**RECORDS TO PROCESS:**
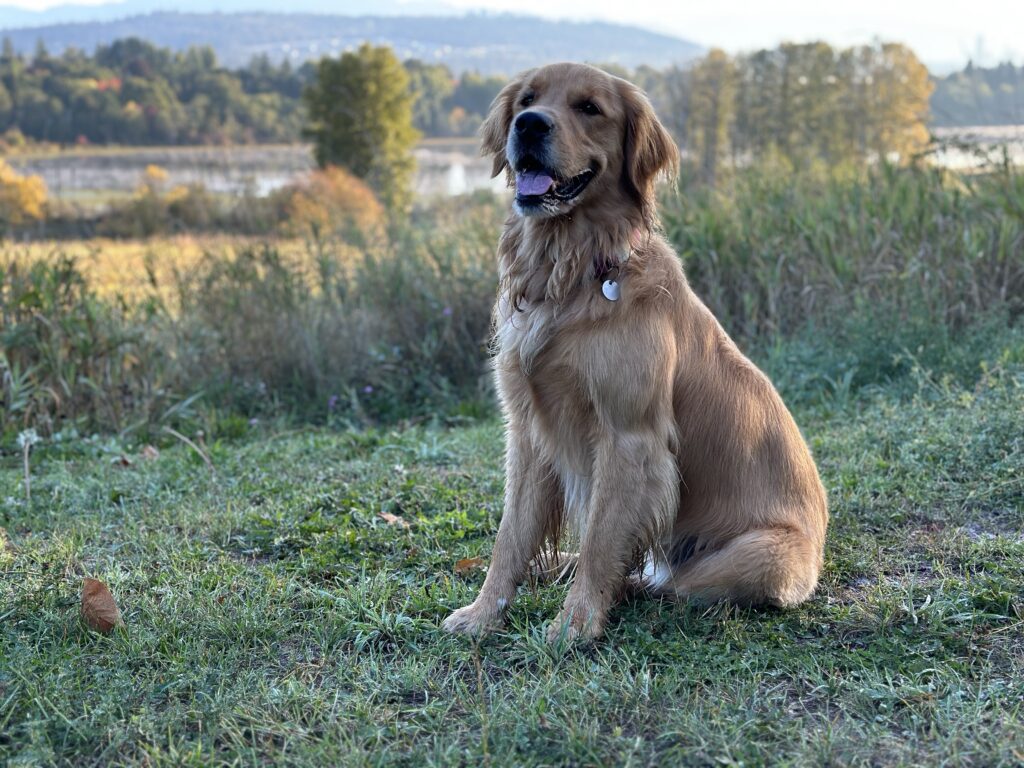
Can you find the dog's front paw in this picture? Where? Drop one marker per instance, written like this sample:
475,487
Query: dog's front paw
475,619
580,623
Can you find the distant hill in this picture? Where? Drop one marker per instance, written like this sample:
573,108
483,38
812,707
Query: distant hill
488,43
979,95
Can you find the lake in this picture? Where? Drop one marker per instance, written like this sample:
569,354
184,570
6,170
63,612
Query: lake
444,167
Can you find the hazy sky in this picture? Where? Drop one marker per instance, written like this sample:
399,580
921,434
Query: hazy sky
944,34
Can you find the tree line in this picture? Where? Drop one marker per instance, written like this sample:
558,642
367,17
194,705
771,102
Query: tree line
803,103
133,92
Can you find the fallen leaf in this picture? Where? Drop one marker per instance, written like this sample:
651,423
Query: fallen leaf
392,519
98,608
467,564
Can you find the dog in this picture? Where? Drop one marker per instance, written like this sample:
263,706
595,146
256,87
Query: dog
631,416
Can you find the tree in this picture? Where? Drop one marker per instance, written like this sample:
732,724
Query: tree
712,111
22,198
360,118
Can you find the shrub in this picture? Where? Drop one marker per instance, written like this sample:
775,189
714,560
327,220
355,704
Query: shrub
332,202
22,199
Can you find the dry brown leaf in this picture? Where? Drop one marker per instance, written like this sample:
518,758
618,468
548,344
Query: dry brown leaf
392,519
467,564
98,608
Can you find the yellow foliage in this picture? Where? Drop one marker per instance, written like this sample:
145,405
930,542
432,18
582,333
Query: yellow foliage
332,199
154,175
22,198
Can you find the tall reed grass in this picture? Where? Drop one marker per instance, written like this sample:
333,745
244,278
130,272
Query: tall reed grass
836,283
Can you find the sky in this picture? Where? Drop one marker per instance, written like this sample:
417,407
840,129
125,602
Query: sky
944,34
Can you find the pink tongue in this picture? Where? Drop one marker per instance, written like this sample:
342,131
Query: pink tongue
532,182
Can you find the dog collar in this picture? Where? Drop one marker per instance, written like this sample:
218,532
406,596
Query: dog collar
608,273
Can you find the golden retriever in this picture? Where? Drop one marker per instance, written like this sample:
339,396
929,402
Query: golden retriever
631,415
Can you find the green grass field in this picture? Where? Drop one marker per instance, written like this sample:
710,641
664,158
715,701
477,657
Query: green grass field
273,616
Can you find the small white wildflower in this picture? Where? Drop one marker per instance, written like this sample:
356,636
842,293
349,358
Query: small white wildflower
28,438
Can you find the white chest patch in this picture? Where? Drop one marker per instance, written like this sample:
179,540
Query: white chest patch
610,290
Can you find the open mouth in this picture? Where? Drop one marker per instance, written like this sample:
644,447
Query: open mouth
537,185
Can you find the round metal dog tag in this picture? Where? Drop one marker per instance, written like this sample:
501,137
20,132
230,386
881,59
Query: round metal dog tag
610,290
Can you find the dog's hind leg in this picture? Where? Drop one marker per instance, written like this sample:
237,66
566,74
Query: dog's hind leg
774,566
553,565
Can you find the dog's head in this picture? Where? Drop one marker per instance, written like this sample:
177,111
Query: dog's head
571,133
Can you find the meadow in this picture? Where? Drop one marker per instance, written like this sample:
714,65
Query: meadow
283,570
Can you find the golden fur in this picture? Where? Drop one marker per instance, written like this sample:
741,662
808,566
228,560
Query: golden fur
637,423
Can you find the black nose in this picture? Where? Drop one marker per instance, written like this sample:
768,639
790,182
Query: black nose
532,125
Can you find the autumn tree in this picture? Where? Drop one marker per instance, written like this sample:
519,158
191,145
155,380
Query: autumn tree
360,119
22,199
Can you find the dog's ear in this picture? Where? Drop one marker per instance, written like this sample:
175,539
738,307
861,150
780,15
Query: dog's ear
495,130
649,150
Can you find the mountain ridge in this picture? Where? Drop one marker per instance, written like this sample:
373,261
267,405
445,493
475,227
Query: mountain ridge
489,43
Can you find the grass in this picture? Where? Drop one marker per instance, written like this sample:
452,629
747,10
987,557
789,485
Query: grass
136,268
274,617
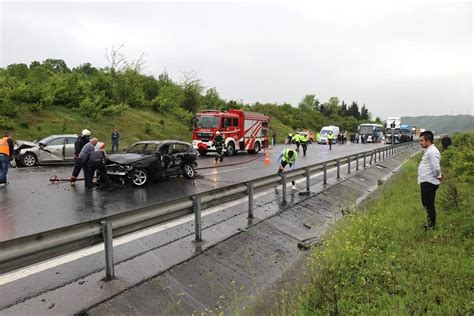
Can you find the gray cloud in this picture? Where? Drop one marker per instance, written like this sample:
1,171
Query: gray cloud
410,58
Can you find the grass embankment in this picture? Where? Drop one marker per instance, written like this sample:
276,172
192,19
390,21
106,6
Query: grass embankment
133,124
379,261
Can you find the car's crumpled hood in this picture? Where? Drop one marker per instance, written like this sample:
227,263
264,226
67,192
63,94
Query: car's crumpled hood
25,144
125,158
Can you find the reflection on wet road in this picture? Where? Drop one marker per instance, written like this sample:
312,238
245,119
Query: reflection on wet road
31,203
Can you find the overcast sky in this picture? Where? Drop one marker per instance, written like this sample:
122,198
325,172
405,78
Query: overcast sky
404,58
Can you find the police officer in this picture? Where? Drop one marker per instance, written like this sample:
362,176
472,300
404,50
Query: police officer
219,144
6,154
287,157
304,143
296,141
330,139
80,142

**WHAT YOU SHOULD DO:** Rewrite all of the material above with every "marker" changed to "pin" and everything else left as it is, omitting the pictures.

**ANSWER TO THIS EXERCISE:**
Can you find the dog's front paw in this picture? Where? Drop one pin per instance, written like this sample:
475,487
Query: dog's front paw
475,619
580,623
Can you find the distant hill in this picture? Where? Drop one pin per instance, written like this sample:
573,108
483,38
812,707
Query: distant hill
488,43
979,95
Can you find the lake in this picture? Where? Drop one pin per instance, written like this sample:
569,354
184,570
6,170
63,612
Query: lake
444,167
Can you find the hazy sky in this picture? Where? Drop one pin per instance, written like this sample:
399,580
921,434
Query: hazy sky
944,34
Can you find the tree line in this picture? Where? Drop one pin per instance, written like this sample:
558,642
367,17
194,705
771,102
Query: tree line
803,103
133,92
Can you find the fallen leaf in this picture? Where? Drop one pin per instance, written like this sample:
651,423
Query: fallen leaf
392,519
98,608
467,564
Can you find the dog in this picture? Where? Drop one pin per instance, written like this sample:
263,706
595,146
256,87
Query: dog
631,416
Can you find the tree in this picture? Where? Drop one pin per instance, written like this sample:
732,724
Query: tree
712,111
22,198
360,118
Can you find the shrub in this picture? Where? Drop one pin per instance, written like this sample:
775,189
714,560
327,220
355,704
Query: shrub
332,202
22,199
Can you find the dry brown leaf in this picture? Where? Drop one pin per instance, written like this sample:
518,758
618,468
548,344
Query: dry brown leaf
392,519
467,564
98,608
Can you find the yellow foliage in this picture? Where? Drop one pin per instance, written like this sample:
145,405
930,542
432,18
582,333
Query: yellow foliage
332,199
154,175
22,198
Can you find the tall reed grass in this picture? Where? Drop one pin per instance, written like this sample:
333,745
244,278
130,272
Query: tall reed grass
836,283
Can you find the sky in this picture? Where? Drop one pin per instance, written like this sample:
417,407
840,129
125,602
Query: sky
944,34
Can you find the pink tongue in this picture? Where? Drop one pin per instance, written like this sample:
342,131
Query: pink tongue
532,182
Can you find the dog collar in this picture? Where? Drop one pin per instance, written like this sample:
218,532
406,596
Query: dog collar
608,273
Can you find the golden retriever in this picture? Where? Drop one pin per instance, written like this sample:
339,396
929,402
Query: golden retriever
631,415
Can you find the green grass field in this picture? Where? Drop one pin per instance, written like this sample:
710,641
664,158
715,701
477,657
Query: green grass field
273,616
Can you find the small white wildflower in this picture? Where? Drop one pin per instance, written like this sample:
356,636
842,293
349,358
Query: small white wildflower
28,438
Can you find the white chest patch in this picture? Where? Drop one pin per instance, written like this sample:
179,540
Query: white chest patch
610,290
Can you find the open mouth in this picture? Where? Drop one pin per instance, written like this sample:
644,447
Query: open mouth
537,185
Can you find the round metal dog tag in this picture? Where? Drop one pin per instance, written like this sample:
501,137
20,132
230,386
881,59
Query: round metal dog tag
610,290
Can you find the dog's hind leg in this picture? Where? Drop one pin per instance, written like this sample:
237,66
566,74
Query: dog's hind leg
774,566
553,565
Can you find the dog's head in this picture? Where? Drop one pin per instance, written like this sample:
177,111
Query: dog's head
571,133
Can you find the meadow in this picture? Where? Drop one pin per instance, written like this sample:
714,65
Query: meadow
283,570
Can you find the golden fur in this picture? Where? Drop one pin per instance, written like this sample:
741,662
808,566
228,560
Query: golden fur
637,423
Can you find the black nose in this picture? Where? Drop one pin per instance, written like this sample:
768,639
790,182
Query: black nose
532,125
Can you find the autumn tree in this picture? Where? Drop one pin per instance, written like this sample:
519,158
191,145
155,380
Query: autumn tree
360,119
22,199
Can you find the dog's ear in this picture? Where? Drop one pin per instance, written like this sample:
175,539
738,307
861,150
780,15
Query: dog's ear
495,130
649,150
Can you find the mountain ridge in this picture? Where? Drop one pin per instance, written like this sample:
373,261
267,405
445,493
475,227
Query: mountain ridge
489,43
Can you find the grass in this picture? Where? Drop one pin per instance, written like this sample:
452,629
747,10
987,557
789,485
Query: grass
136,268
274,617
Can you find the gray cloud in this picture? Where? Drop one pin per instance, written like this sample:
1,171
Query: gray cloud
410,58
Can you find the grass embankment in this picture? Where? Drop one pin per instance, written like this sample:
276,172
192,19
390,21
106,6
Query: grass embankment
133,124
379,261
Can you find the car's crumpled hood in this picture? Where? Drop one pin per instance, written like this sample:
227,263
264,226
67,192
63,94
Query: car's crumpled hood
25,144
125,158
Can you find the reflection on wet road in this picture? Where? Drop one pin per instance, written like this sample:
312,238
245,119
Query: reflection on wet road
31,203
Can you find the overcast sky in this picture? Where? Drop one pin per instance, written like this sample:
122,198
325,172
405,78
Query: overcast sky
404,58
Can you find the police officer in this picture? Where? Drop one pin per instance, written like this sample:
362,176
472,300
404,50
Query: police officer
219,144
6,154
287,157
304,143
296,141
330,139
80,142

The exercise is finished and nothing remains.